* _Aim A_: According to the reservoir sampling text, what kind of proof is used to show that the algorithm samples fairly?

* _Passage provided_:
========================================

Reservoir Sampling is an online, probabilistic algorithm to uniformly sample $k$ random elements out of a stream of values.

It’s a particularly elegant and small algorithm, only requiring $\Theta(k)$ amount of space and a single pass through the stream.

Sampling one element

As an introduction, we’ll first focus on fairly sampling one element from the stream.

def sample_one[T](stream: Iterable[T]) -> T:
    stream_iter = iter(stream)
    # Sample the first element
    res = next(stream_iter)
    for i, val in enumerate(stream_iter, start=1):
        j = random.randint(0, i)
        # Replace the sampled element with probability 1/(i + 1)
        if j == 0:
            res = val
    # Return the randomly sampled element
    return res

Proof

Let’s now prove that this algorithm leads to a fair sampling of the stream.

We’ll be doing proof by induction.

Hypothesis $H_N$

After iterating through the first $N$ items in the stream, each of them has had an equal $\frac{1}{N}$ probability of being selected as res.

Base Case $H_1$

We can trivially observe that the first element is always assigned to res, $\frac{1}{1} = 1$, the hypothesis has been verified.

========================================

* _Input records_:

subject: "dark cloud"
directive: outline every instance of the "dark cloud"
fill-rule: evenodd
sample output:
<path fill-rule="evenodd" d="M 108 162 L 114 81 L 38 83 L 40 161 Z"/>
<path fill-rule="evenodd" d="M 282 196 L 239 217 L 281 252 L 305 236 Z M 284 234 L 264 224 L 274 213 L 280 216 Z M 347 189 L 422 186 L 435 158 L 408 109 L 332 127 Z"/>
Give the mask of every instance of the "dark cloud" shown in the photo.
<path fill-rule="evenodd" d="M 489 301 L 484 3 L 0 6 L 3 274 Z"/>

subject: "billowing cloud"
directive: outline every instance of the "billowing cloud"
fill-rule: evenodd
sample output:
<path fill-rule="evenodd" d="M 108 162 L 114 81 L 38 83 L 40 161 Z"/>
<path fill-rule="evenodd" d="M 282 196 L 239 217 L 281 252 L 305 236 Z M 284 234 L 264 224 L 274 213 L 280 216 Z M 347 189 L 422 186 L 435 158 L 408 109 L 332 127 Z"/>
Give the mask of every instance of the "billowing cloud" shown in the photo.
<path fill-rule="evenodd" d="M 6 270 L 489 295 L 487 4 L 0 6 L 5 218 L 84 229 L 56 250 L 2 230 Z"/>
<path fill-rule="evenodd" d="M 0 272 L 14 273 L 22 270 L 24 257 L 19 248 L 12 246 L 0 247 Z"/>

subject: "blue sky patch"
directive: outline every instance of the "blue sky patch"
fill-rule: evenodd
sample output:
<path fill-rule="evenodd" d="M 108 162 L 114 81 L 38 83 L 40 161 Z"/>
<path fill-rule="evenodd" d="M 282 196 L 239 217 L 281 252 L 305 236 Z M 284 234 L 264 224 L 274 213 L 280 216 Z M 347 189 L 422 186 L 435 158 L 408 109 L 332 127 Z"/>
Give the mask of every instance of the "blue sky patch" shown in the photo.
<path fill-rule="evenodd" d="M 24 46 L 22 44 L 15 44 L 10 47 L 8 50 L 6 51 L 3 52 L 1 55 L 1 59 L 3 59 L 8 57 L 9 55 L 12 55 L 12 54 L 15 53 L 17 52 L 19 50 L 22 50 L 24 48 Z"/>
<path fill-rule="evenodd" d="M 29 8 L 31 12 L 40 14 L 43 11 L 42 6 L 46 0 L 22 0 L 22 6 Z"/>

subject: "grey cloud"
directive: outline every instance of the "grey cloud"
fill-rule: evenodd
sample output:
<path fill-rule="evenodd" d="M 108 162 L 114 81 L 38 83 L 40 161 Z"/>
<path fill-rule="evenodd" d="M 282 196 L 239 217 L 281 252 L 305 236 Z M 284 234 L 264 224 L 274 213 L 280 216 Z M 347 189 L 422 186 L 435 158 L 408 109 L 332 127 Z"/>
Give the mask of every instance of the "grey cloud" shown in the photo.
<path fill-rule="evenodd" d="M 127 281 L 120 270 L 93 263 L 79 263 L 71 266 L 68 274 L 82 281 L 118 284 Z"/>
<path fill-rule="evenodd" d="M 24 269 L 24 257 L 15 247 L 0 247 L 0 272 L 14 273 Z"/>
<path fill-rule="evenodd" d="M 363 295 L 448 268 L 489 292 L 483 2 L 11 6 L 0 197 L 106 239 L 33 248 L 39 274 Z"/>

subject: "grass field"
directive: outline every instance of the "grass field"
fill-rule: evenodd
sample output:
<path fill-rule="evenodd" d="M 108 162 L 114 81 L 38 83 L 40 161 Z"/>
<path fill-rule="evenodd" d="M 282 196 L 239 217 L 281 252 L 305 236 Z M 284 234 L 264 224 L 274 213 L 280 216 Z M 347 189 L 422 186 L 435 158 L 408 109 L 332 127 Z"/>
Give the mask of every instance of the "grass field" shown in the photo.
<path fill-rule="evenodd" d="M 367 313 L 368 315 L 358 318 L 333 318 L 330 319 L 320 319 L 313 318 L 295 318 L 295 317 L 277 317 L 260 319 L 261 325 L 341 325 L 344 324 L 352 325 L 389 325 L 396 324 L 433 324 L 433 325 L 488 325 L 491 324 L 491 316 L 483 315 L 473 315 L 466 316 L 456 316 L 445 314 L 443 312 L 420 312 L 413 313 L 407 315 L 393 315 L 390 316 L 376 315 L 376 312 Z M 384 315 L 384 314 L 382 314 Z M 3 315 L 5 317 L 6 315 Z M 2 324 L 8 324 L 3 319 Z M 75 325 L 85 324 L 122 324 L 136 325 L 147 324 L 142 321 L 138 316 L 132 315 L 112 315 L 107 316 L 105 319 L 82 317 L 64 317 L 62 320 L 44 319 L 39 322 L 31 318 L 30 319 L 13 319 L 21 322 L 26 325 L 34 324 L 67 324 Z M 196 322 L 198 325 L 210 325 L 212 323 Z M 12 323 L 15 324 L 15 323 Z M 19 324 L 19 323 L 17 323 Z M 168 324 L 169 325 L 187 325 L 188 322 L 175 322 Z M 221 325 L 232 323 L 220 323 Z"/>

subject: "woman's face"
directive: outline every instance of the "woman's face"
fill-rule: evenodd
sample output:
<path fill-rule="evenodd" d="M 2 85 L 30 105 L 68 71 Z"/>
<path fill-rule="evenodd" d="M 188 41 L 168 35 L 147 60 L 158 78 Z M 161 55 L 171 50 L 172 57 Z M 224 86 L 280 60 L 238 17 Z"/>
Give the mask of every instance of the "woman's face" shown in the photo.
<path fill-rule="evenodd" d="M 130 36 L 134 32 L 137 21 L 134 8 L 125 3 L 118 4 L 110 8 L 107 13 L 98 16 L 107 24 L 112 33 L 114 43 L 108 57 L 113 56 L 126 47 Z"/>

========================================

* _Aim B_: Convert the records, starting at the beginning of the records and ending at the line containing "14 273 L 22", into a JSON list of strings with one string per line and blank lines left out.

* _Task result A_: Proof by induction.

* _Task result B_:
[
  "subject: \"dark cloud\"",
  "directive: outline every instance of the \"dark cloud\"",
  "fill-rule: evenodd",
  "sample output:",
  "<path fill-rule=\"evenodd\" d=\"M 108 162 L 114 81 L 38 83 L 40 161 Z\"/>",
  "<path fill-rule=\"evenodd\" d=\"M 282 196 L 239 217 L 281 252 L 305 236 Z M 284 234 L 264 224 L 274 213 L 280 216 Z M 347 189 L 422 186 L 435 158 L 408 109 L 332 127 Z\"/>",
  "Give the mask of every instance of the \"dark cloud\" shown in the photo.",
  "<path fill-rule=\"evenodd\" d=\"M 489 301 L 484 3 L 0 6 L 3 274 Z\"/>",
  "subject: \"billowing cloud\"",
  "directive: outline every instance of the \"billowing cloud\"",
  "fill-rule: evenodd",
  "sample output:",
  "<path fill-rule=\"evenodd\" d=\"M 108 162 L 114 81 L 38 83 L 40 161 Z\"/>",
  "<path fill-rule=\"evenodd\" d=\"M 282 196 L 239 217 L 281 252 L 305 236 Z M 284 234 L 264 224 L 274 213 L 280 216 Z M 347 189 L 422 186 L 435 158 L 408 109 L 332 127 Z\"/>",
  "Give the mask of every instance of the \"billowing cloud\" shown in the photo.",
  "<path fill-rule=\"evenodd\" d=\"M 6 270 L 489 295 L 487 4 L 0 6 L 5 218 L 84 229 L 56 250 L 2 230 Z\"/>",
  "<path fill-rule=\"evenodd\" d=\"M 0 272 L 14 273 L 22 270 L 24 257 L 19 248 L 12 246 L 0 247 Z\"/>"
]